---- Given data

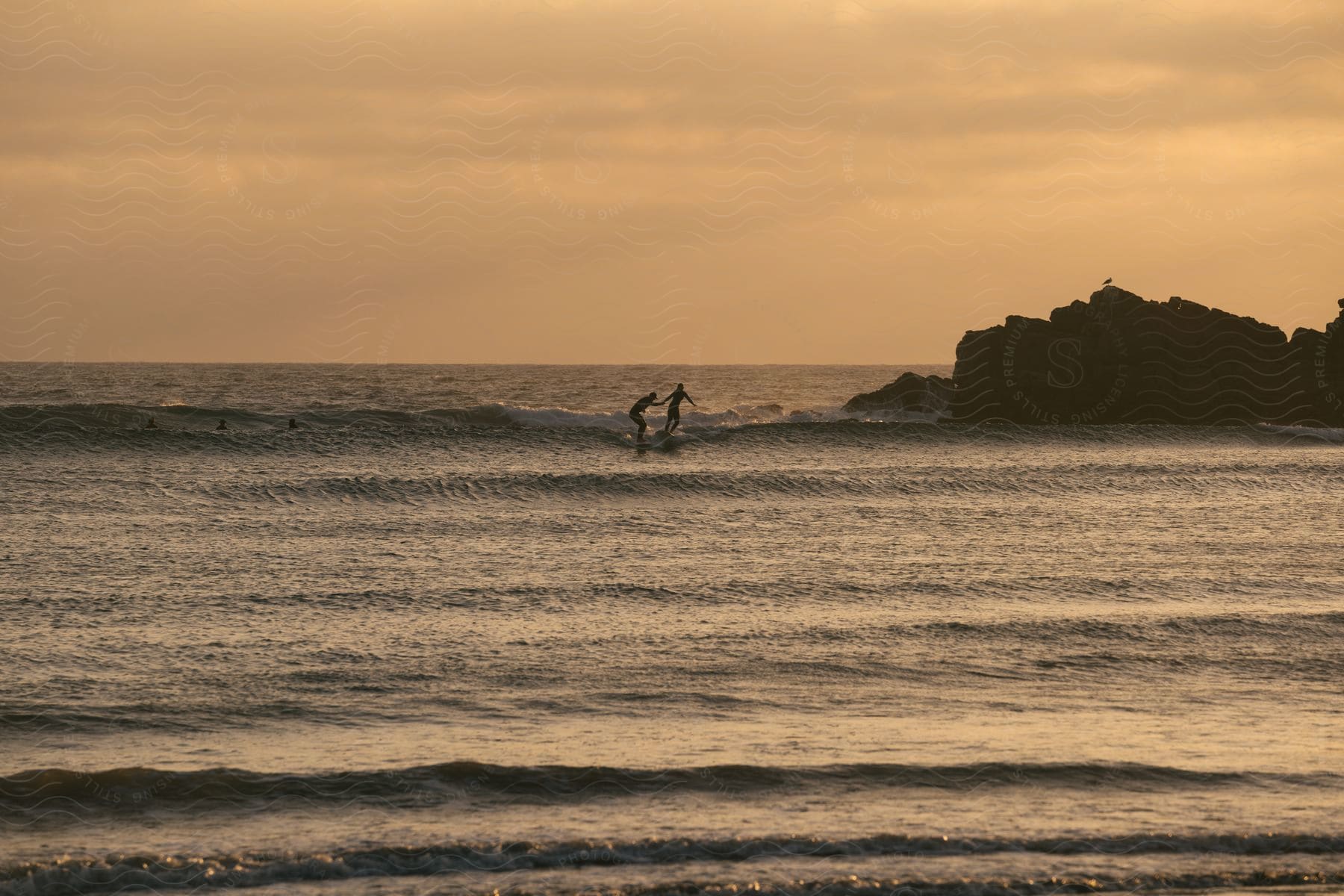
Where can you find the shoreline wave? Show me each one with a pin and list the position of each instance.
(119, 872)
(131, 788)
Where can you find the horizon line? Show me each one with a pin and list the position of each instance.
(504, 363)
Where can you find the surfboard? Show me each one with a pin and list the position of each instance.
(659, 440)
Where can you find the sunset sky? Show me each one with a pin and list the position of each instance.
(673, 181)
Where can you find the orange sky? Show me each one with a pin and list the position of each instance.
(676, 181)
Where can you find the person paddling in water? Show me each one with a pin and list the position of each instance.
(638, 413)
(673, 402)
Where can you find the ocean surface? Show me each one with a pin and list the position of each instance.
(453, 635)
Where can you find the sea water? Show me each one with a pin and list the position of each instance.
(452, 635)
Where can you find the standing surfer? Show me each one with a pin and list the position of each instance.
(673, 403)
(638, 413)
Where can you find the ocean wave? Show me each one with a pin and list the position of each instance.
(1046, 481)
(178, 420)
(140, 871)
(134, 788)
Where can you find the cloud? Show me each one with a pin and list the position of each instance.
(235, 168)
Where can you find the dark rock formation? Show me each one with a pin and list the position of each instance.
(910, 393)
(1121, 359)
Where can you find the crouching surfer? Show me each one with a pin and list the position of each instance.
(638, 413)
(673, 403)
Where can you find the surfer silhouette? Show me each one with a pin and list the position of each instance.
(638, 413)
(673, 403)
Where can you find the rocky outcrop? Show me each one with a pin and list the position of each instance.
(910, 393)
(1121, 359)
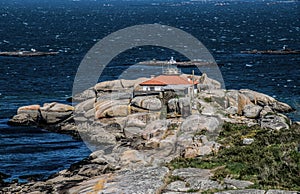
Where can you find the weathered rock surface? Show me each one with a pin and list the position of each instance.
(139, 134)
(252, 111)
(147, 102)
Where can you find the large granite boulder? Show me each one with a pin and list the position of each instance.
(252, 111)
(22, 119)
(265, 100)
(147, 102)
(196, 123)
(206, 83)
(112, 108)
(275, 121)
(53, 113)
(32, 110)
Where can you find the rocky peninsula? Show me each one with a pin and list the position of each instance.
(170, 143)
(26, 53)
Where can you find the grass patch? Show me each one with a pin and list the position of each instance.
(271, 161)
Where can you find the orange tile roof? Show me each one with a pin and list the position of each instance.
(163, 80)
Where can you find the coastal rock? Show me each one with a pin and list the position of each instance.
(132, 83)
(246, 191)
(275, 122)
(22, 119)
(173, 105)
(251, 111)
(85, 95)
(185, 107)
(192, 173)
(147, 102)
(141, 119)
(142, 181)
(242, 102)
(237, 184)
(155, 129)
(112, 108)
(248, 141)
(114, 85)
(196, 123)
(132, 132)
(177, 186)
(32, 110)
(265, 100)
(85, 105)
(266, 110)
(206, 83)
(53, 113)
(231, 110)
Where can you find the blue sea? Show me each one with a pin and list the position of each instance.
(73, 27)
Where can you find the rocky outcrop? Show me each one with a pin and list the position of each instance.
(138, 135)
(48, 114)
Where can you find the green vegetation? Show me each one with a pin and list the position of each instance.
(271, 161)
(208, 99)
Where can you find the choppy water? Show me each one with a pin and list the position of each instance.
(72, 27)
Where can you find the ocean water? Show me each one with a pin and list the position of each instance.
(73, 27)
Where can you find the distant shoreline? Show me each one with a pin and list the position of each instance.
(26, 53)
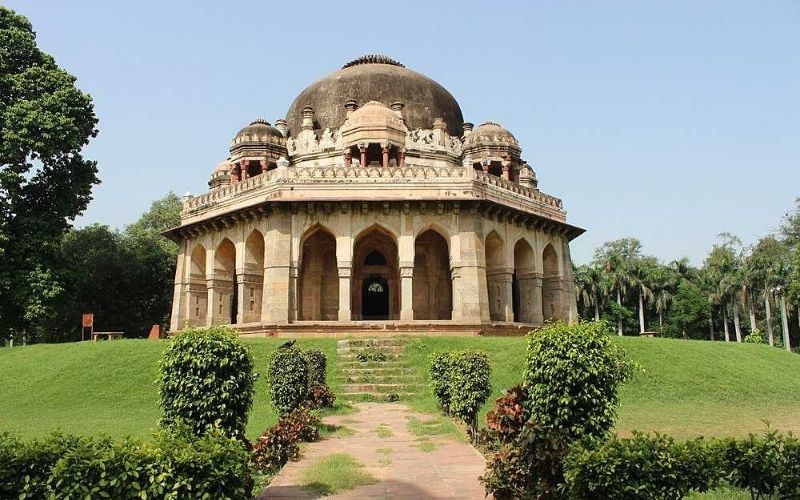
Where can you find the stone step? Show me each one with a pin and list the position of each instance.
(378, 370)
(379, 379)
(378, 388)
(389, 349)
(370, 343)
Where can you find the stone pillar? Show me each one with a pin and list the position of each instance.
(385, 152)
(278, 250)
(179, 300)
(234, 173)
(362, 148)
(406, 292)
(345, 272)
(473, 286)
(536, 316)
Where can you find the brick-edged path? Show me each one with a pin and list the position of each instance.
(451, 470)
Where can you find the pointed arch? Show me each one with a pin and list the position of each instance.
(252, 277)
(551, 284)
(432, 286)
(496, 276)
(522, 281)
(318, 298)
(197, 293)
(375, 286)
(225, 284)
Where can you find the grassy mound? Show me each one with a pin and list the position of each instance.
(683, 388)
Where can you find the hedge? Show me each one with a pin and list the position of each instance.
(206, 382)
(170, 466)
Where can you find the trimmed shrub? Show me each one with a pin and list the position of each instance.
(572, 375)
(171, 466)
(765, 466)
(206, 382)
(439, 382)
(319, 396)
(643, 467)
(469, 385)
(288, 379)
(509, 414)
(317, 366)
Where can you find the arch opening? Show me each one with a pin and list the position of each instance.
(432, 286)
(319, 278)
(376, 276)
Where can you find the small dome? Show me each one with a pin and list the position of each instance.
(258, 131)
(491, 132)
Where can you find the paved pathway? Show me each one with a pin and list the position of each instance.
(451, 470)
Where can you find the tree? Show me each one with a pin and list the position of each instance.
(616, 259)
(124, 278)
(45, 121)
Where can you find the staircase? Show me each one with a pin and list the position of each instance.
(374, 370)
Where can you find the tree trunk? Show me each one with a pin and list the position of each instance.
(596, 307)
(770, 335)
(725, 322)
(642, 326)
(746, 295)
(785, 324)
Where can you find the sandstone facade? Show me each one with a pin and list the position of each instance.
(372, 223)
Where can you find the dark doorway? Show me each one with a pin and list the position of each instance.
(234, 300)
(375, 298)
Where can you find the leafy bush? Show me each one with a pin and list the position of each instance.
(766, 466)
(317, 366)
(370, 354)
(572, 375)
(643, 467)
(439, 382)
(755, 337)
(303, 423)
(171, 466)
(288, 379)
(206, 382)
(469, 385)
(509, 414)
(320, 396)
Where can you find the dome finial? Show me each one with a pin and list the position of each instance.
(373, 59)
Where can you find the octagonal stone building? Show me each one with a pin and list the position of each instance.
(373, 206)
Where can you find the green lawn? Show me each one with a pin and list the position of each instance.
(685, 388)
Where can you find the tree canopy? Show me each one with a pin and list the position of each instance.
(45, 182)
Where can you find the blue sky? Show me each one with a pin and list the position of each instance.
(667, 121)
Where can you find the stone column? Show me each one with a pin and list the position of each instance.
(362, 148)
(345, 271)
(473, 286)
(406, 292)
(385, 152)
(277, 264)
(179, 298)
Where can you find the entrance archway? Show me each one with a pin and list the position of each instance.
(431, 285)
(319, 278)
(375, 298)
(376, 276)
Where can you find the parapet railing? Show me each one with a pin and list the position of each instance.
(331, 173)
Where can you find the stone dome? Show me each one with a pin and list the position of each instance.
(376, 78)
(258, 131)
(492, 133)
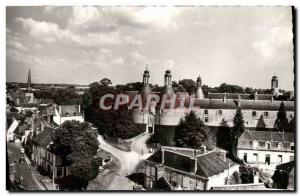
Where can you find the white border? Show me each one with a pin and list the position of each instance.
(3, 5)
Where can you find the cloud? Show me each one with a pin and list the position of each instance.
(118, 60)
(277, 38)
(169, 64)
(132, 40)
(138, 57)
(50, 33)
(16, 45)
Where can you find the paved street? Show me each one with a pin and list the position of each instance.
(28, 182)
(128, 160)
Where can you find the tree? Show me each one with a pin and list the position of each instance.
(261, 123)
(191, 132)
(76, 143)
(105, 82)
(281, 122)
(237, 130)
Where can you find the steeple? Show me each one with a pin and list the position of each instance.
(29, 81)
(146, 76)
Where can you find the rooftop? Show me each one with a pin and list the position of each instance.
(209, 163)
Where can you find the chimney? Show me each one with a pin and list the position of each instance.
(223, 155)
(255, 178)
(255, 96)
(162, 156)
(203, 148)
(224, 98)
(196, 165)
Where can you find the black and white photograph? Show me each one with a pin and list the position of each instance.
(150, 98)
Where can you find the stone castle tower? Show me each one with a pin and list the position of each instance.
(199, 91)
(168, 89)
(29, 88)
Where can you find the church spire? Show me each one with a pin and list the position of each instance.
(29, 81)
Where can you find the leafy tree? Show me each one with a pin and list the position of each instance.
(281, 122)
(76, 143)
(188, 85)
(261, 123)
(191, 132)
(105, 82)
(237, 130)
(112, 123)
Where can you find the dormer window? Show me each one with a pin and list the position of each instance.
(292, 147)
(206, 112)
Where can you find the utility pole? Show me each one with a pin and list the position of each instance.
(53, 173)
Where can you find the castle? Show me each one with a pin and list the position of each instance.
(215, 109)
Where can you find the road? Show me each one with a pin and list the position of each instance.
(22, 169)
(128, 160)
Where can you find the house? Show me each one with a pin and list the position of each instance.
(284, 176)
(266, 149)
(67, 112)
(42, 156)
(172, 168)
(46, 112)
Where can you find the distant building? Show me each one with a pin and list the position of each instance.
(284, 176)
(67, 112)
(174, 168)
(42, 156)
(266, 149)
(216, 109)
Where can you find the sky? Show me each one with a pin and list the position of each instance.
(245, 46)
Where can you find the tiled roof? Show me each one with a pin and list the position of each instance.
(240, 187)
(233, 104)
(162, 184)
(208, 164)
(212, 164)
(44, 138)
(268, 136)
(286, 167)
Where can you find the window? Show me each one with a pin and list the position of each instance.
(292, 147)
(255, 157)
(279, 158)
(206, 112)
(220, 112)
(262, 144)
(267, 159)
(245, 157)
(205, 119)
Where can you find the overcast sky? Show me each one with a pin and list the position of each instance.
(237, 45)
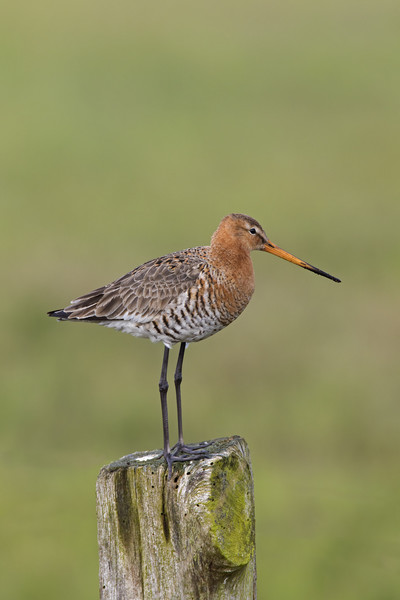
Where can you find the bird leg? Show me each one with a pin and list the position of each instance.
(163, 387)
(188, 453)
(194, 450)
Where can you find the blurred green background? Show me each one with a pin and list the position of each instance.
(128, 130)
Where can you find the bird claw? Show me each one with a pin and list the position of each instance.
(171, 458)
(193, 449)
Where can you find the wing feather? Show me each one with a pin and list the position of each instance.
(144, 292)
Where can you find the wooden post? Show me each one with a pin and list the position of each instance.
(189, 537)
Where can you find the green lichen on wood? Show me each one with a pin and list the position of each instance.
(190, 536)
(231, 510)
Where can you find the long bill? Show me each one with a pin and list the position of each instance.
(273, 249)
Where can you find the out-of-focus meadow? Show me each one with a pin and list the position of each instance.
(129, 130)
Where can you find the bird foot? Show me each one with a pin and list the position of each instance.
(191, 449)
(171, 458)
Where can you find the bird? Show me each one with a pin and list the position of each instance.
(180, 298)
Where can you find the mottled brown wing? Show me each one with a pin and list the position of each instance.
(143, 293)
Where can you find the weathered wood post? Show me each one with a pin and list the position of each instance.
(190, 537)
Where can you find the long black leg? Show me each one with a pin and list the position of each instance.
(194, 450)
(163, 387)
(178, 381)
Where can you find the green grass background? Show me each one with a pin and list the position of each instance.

--------

• [What is asked] Nothing but the lines from the one holding "Where can you find the overcast" to the end of the entries above should be echoed, exactly and with both ends included; omit the pictures.

• [Solution for this problem]
Where can you find the overcast sky? Show me each one with a pin and list the position of each instance.
(237, 45)
Where can you find the bird leg? Show me each one with a pin and list the position of each instance.
(163, 387)
(188, 453)
(194, 450)
Where can you find the blurred green background? Show me each one with a pin and list the position of each instance.
(128, 130)
Where can you find the bird claw? Show me each one with a pin and list the position of each instance.
(171, 458)
(193, 449)
Where can you find the wing feather? Show me each one with a pin and list the position of each instance.
(144, 292)
Where can you find the wooden post? Show me each one with a pin and list the position of each instance.
(189, 537)
Where can you find the green lichen on wood? Show me each one with a pin and list the position of each instance.
(190, 536)
(231, 510)
Where can you find the long bill? Show me each one with a pin and list the position of each instance.
(273, 249)
Where can you find the out-of-focus meadow? Show me each one with a pin and list the position of each instance.
(129, 130)
Where can you find the bird foot? Show me each one with a pin and list the position of each instance.
(191, 449)
(171, 458)
Where can you find the bird? Show me each one with a pin and list the position of each instance.
(180, 298)
Where can you find the mottled brown wing? Show me each one with a pin and list the position of each instance.
(143, 293)
Where can you find the weathered wood post? Show me each one with a pin and list the position of each instance.
(190, 537)
Where can you find the long black leg? Show me each one with a pin and list the position of each instance.
(194, 450)
(163, 387)
(178, 381)
Where can you find the green grass background? Show me each one with a pin and list the position of each instance.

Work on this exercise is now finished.